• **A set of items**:

────

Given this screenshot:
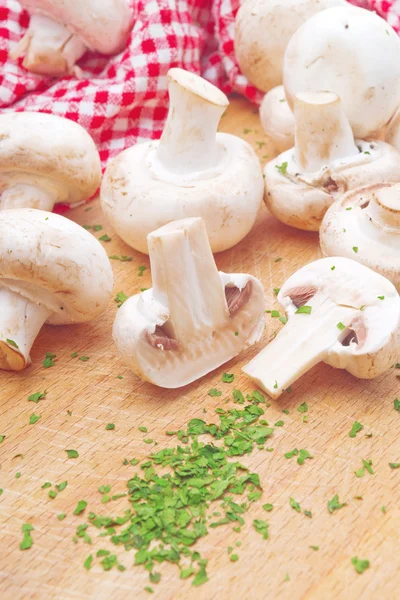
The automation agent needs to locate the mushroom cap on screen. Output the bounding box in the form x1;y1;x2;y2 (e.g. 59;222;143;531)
0;208;113;325
260;85;295;152
264;140;400;232
283;5;400;139
100;133;263;254
235;0;344;92
0;112;101;203
320;183;400;290
20;0;133;54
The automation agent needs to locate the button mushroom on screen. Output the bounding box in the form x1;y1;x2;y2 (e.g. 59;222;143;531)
235;0;344;92
320;184;400;290
113;218;265;388
260;85;295;152
13;0;133;77
0;208;113;371
283;5;400;139
0;112;101;211
101;69;263;253
243;257;400;398
264;92;400;231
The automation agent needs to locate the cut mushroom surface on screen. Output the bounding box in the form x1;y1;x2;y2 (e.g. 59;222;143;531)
113;218;265;388
0;208;113;371
283;3;400;139
264;92;400;231
320;184;400;290
235;0;344;92
0;112;101;211
243;256;400;398
13;0;133;77
101;69;263;253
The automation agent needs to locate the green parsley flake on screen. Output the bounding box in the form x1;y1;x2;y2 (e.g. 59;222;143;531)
328;494;346;514
29;413;42;425
275;162;288;175
208;388;222;397
295;306;312;315
74;500;87;515
351;556;370;574
42;352;56;369
28;390;47;404
222;373;235;383
349;421;364;437
65;450;79;458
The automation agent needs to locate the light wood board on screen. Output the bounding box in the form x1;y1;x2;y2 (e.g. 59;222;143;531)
0;99;400;600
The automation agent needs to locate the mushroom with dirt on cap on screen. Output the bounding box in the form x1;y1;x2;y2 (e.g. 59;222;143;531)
0;208;113;371
260;85;295;152
113;218;265;388
235;0;344;92
12;0;133;77
0;112;101;211
264;92;400;231
242;256;400;398
101;69;263;253
283;4;400;139
320;183;400;291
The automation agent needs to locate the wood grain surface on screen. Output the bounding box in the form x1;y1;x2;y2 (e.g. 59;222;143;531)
0;99;400;600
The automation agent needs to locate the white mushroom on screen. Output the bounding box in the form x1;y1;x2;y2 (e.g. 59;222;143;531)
0;208;113;371
12;0;133;77
235;0;344;92
264;92;400;231
0;112;101;211
101;69;263;253
113;218;265;388
320;184;400;290
283;5;400;139
243;257;400;398
260;85;295;152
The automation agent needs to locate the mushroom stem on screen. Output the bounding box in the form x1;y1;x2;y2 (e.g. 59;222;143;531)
0;183;59;212
242;302;355;398
0;287;52;371
294;92;359;173
147;219;229;342
11;15;86;76
157;69;229;175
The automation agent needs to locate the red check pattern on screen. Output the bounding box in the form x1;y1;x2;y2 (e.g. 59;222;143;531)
0;0;399;171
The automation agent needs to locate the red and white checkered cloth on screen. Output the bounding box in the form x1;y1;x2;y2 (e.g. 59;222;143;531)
0;0;400;166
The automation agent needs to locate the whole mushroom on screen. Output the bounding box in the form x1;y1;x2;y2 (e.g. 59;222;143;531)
283;5;400;139
13;0;133;77
243;256;400;398
264;92;400;231
101;69;263;253
260;85;295;152
113;218;265;388
320;183;400;290
235;0;344;92
0;112;101;211
0;208;113;371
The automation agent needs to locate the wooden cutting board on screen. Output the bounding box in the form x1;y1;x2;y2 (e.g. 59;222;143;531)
0;99;400;600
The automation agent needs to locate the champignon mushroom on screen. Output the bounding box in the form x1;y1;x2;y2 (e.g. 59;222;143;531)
235;0;344;92
101;69;263;253
283;5;400;139
0;208;113;371
260;85;295;152
243;257;400;398
0;112;101;211
12;0;133;77
264;92;400;231
113;218;265;388
320;184;400;290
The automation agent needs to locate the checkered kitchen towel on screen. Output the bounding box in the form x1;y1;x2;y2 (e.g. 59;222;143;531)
0;0;400;166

────

• **SET PROBLEM**: Reproduce every item above word for word, leaving out the pictures.

• **THE SOLUTION**:
Given this screenshot:
The automation agent needs to locate the mushroom cap on screen. Output the bounding box in the form x1;y1;x2;y2 (e.g. 59;222;143;531)
0;208;113;325
260;85;295;152
264;140;400;232
283;5;400;139
100;133;263;254
235;0;344;92
0;112;101;203
320;183;400;290
20;0;133;54
The automation agent needs to locate the button mushroom on screen. Output the bounding box in the form x1;y1;x2;y2 (e.g. 59;222;143;531)
235;0;344;92
320;184;400;290
113;218;265;388
260;85;295;152
13;0;133;77
0;208;113;371
283;5;400;139
0;112;101;211
101;69;263;253
243;257;400;398
264;92;400;231
The automation agent needs to locate the cut mushroom surface on screen. Output the bounding box in the form x1;y1;x2;y2 (e.g. 59;222;143;531)
113;218;265;388
0;208;113;371
283;3;400;139
264;92;400;231
320;184;400;290
235;0;344;92
0;112;101;211
243;256;400;398
13;0;133;77
101;69;263;253
The automation agent needs to locate the green parsley flake on screen. Output the bounding box in the form x1;y1;x2;y2 (e.g. 59;222;143;531)
328;494;346;514
29;413;42;425
275;162;288;175
208;388;222;397
295;306;312;315
74;500;87;515
351;556;370;574
42;352;56;369
28;390;47;404
222;373;235;383
349;421;364;437
65;450;79;458
The automation agent needs to locate the light wood board on screen. Output the bounding box in the form x1;y1;x2;y2 (e.g. 59;222;143;531)
0;99;400;600
The automation agent needs to locate the mushroom with dirt on cap on screen. Output the bounding box in the form x1;y1;x2;y2 (e.g. 59;222;143;531)
0;208;113;371
260;85;295;152
113;218;265;388
235;0;344;92
12;0;133;77
0;112;101;211
264;92;400;231
242;256;400;398
101;69;263;253
283;4;400;139
320;183;400;291
The automation agent needs to locate the wood grain surface on screen. Output the bounding box in the form x1;y1;x2;y2 (e.g. 59;222;143;531)
0;99;400;600
The automation agent needs to locate the white mushroom on screen. Output the bounding box in the form x1;y1;x2;y2 (e.g. 59;222;143;531)
0;208;113;371
12;0;133;77
235;0;344;92
264;92;400;231
0;112;101;211
101;69;263;253
113;218;265;388
320;184;400;290
283;5;400;139
243;257;400;398
260;85;295;152
The automation agent needs to locate the mushroom stem on screen. Output the bounding box in the form x1;y1;x2;y2 (e.g. 59;222;143;531)
0;183;59;212
242;302;355;398
0;287;52;371
294;92;359;173
147;219;229;342
11;15;86;76
157;69;229;175
The automation agent needs to locate the red check pattern on screen. Output the bounding box in the form x1;y1;x2;y2 (e.g. 59;222;143;531)
0;0;399;171
The automation agent needs to locate the red and white checkered cloth on screen. Output the bounding box in the form x1;y1;x2;y2 (e.g. 59;222;143;531)
0;0;400;166
The automation agent needs to locate the whole mushroom on screen. Output the bounding box in the form x1;y1;x2;y2 (e.g. 59;222;143;531)
283;5;400;139
13;0;133;77
243;256;400;398
264;92;400;231
101;69;263;253
260;85;295;152
113;218;265;388
320;183;400;290
235;0;344;92
0;112;101;211
0;208;113;371
The automation agent needs to locate the wooden cutting board on screen. Output the bounding box in the form x1;y1;x2;y2 (e.g. 59;222;143;531)
0;99;400;600
The automation agent needs to locate the champignon mushroom on screen. Output the bounding box in the form x1;y1;x2;y2 (e.g. 59;222;143;531)
235;0;344;92
101;69;263;253
283;5;400;139
0;208;113;371
260;85;295;152
243;257;400;398
0;112;101;211
12;0;133;77
264;92;400;231
113;218;265;388
320;184;400;290
The automation agent needs to locate the checkered kitchen towel on screen. Output the bounding box in the form x1;y1;x2;y2 (e.g. 59;222;143;531)
0;0;400;166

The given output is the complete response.